• PROBLEM TO SOLVE: Copy everything from the line containing "of the empty" down to the last of the entries below, swapping "shrub" for "bush" and leaving every other word as it is.

━━━━━ MATERIAL TO PROCESS

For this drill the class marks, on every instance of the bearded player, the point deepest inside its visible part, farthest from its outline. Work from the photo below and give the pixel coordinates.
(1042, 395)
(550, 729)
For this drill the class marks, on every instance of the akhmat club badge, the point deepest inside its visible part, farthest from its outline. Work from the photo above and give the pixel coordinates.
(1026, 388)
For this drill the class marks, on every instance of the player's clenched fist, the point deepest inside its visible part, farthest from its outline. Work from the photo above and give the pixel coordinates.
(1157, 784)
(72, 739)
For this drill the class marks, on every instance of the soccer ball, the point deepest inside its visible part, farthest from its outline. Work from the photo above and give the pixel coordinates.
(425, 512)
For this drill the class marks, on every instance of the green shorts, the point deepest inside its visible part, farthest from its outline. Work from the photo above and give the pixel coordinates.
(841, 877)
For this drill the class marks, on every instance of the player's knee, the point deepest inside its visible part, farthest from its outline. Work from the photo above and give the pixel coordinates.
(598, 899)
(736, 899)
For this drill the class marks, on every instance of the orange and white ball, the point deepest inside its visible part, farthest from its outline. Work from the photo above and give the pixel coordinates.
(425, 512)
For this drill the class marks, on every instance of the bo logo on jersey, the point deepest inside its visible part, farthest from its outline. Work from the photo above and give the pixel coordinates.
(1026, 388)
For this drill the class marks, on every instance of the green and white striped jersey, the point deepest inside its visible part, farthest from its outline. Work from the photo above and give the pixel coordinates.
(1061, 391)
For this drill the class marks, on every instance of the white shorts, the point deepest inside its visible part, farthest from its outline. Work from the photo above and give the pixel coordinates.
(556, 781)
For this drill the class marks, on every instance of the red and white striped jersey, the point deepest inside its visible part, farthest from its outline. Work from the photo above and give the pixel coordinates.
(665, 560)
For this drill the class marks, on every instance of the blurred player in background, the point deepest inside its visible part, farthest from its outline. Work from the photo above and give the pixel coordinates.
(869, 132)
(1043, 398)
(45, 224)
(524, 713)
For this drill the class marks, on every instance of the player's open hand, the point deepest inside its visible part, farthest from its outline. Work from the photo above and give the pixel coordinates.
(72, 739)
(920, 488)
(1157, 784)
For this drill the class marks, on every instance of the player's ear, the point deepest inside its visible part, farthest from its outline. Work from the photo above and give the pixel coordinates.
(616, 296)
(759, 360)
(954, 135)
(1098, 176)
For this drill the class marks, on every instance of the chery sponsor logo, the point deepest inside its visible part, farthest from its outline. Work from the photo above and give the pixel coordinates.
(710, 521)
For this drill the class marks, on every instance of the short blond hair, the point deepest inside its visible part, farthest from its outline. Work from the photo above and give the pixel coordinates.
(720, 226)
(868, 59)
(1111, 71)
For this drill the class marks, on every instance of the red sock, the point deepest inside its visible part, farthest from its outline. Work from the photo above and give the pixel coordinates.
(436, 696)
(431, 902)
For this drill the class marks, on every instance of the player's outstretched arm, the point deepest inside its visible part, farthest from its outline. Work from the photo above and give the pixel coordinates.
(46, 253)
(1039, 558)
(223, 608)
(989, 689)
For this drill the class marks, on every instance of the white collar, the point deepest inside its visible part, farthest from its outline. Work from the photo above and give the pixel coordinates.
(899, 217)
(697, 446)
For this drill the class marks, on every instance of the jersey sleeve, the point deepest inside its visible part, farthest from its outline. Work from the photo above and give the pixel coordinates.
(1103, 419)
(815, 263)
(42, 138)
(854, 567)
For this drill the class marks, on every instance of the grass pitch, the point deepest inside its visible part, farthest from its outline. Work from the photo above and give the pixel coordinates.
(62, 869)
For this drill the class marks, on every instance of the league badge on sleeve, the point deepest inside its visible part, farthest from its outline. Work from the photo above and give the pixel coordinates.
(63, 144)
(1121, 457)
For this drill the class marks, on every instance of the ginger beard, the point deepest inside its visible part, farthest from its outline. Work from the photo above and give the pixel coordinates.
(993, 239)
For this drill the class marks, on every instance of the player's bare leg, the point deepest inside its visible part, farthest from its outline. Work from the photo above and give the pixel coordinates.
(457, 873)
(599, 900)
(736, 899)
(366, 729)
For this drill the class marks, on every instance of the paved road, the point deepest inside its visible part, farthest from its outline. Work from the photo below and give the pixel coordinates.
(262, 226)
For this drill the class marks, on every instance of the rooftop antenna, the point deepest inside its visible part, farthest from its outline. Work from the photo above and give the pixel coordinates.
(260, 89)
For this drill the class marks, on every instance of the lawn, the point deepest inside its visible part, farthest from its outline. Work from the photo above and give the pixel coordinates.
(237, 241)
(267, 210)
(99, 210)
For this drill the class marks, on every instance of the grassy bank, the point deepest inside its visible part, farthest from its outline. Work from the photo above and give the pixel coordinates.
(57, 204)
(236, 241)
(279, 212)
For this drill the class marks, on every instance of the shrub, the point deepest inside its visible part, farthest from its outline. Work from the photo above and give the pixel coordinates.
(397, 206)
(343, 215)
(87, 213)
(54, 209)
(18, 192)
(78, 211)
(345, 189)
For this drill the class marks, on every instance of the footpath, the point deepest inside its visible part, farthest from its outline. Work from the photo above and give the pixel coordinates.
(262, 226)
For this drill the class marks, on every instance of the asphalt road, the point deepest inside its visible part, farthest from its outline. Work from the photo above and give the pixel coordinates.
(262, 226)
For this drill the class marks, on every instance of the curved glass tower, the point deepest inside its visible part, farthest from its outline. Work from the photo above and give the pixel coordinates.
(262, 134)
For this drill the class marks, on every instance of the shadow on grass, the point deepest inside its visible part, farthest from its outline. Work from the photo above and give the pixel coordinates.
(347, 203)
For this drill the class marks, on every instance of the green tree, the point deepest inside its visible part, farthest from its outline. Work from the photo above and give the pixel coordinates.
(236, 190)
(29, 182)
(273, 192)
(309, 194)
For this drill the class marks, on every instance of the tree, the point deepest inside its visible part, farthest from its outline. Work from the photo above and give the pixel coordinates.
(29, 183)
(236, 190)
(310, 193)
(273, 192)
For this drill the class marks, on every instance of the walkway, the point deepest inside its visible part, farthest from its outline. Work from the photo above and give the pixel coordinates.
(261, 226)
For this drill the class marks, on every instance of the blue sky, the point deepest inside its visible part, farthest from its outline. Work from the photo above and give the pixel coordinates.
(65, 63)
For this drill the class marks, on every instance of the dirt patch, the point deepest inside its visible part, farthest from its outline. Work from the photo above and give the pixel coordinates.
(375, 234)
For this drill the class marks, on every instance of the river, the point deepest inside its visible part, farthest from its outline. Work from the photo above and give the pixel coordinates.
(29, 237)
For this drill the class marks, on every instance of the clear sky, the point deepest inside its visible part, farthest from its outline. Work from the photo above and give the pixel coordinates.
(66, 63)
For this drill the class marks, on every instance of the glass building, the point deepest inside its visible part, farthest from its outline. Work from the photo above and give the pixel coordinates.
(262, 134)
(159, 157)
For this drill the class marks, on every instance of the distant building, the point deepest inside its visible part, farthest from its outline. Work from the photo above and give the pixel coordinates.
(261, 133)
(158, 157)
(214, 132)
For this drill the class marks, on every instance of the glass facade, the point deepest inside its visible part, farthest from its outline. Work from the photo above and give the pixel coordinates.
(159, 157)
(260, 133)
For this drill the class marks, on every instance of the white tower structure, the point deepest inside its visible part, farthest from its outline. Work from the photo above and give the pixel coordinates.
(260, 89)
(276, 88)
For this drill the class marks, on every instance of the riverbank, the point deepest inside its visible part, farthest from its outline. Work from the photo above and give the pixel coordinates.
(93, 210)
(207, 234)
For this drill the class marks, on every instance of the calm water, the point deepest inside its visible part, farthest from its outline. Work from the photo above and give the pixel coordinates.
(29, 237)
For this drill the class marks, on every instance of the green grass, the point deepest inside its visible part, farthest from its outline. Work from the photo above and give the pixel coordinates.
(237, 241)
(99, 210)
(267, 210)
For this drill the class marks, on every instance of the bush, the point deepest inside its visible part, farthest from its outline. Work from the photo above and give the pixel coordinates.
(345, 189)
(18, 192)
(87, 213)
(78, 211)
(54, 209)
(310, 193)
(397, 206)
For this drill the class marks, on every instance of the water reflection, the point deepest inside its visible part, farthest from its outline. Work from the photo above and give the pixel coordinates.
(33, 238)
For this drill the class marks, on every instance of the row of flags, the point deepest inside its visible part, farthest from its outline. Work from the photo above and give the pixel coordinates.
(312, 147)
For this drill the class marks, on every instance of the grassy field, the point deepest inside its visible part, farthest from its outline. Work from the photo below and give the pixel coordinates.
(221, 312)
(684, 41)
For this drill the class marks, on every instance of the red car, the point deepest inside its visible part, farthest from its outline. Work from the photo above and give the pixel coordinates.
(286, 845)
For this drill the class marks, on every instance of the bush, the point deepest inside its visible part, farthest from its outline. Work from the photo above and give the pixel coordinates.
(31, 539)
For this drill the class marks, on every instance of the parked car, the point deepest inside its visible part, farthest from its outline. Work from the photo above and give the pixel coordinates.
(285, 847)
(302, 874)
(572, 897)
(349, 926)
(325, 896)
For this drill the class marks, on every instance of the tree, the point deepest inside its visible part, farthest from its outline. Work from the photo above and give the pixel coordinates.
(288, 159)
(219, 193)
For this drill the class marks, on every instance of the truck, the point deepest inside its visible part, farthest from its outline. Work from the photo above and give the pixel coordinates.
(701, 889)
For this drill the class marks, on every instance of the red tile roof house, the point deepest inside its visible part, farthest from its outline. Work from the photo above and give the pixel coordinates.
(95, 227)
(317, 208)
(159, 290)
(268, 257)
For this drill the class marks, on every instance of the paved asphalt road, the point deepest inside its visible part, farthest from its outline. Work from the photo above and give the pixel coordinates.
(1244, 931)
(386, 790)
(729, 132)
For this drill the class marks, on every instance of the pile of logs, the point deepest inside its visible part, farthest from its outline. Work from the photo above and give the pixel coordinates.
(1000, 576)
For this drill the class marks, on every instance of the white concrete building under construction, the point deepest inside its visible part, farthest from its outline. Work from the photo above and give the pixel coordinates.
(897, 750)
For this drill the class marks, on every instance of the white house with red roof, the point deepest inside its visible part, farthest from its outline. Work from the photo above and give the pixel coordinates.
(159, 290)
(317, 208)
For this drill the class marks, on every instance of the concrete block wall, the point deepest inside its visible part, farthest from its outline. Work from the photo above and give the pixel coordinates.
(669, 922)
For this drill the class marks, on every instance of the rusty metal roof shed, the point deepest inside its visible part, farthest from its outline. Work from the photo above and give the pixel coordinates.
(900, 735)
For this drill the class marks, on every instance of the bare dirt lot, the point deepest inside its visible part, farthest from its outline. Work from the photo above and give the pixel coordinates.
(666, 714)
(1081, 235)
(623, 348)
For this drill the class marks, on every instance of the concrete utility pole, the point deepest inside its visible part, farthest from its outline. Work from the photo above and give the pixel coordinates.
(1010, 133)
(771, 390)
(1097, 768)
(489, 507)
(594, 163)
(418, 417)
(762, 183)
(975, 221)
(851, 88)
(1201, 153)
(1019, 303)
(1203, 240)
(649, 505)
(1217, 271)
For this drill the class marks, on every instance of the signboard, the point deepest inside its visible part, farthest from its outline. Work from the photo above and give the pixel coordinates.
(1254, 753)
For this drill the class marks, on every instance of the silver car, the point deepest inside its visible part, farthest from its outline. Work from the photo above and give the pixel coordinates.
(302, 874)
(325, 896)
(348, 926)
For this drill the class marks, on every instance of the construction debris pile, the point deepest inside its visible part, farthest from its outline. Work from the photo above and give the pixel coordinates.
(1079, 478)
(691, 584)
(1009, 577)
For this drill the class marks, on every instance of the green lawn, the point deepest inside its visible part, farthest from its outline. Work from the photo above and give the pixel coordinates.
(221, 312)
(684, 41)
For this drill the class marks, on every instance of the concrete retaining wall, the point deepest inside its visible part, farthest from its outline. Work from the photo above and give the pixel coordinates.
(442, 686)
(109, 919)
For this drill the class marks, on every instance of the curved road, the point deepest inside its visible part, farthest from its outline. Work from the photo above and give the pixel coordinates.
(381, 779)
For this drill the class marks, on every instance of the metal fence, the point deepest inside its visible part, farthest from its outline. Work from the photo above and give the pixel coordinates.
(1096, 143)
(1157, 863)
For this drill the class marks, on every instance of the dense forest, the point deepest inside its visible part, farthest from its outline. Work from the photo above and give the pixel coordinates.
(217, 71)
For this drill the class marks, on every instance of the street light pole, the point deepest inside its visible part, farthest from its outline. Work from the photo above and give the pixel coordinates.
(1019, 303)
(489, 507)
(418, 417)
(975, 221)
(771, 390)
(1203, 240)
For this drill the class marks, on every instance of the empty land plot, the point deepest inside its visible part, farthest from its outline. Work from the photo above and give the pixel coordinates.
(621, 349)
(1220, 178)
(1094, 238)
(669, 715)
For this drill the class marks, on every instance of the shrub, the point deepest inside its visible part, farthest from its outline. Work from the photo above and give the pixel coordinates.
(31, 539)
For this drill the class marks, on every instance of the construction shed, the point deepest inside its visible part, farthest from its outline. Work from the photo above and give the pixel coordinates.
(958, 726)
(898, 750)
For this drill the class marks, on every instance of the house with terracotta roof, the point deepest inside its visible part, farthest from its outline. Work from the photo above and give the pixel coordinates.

━━━━━━━━━━

• FULL RESPONSE:
For this drill the class marks, on every instance of the empty land plot, the point deepest inside its visible part, farthest from its outline. Work from the photo above and give the pixel coordinates.
(621, 349)
(1220, 178)
(1094, 238)
(669, 715)
For this drill the class marks, on every instance of the bush, the point deepest inside its visible part, farthest from its outline. Work from the photo above and give the pixel coordinates.
(31, 539)
For this drill the class marks, on every instance of the construction shed, the point deepest inside its visible part, farthest from its outline. Work from the photo above and give the pixel coordinates.
(958, 726)
(898, 750)
For this drill the class marks, on every instance of the house with terracotta roof, the point deepest inside its visible part, farthest from its outline. Work from the photo above and give the pixel coordinates.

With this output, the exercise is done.